▸ Stated problem
Which lines in the listing below contain the word "that", with case counting? Extract each of those lines.

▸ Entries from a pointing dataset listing
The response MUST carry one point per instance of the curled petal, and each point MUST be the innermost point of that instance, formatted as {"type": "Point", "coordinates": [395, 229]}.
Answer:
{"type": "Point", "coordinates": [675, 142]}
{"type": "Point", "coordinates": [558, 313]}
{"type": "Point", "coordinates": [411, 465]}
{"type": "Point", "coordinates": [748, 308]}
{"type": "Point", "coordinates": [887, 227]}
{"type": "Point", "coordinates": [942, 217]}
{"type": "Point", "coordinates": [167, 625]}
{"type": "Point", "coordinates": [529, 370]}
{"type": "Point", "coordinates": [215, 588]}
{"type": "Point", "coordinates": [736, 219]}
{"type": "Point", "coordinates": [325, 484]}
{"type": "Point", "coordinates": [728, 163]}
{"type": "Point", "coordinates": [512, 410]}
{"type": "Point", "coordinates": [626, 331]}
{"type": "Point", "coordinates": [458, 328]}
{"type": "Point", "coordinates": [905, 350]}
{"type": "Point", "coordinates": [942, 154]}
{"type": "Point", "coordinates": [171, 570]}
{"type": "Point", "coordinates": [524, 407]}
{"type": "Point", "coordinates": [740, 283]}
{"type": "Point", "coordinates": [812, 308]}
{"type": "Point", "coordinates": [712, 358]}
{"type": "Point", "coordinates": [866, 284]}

▸ Response below
The response MUST carry one point per instance of the curled petal, and each point MUST be the innermost point of that instance, formatted as {"type": "Point", "coordinates": [395, 229]}.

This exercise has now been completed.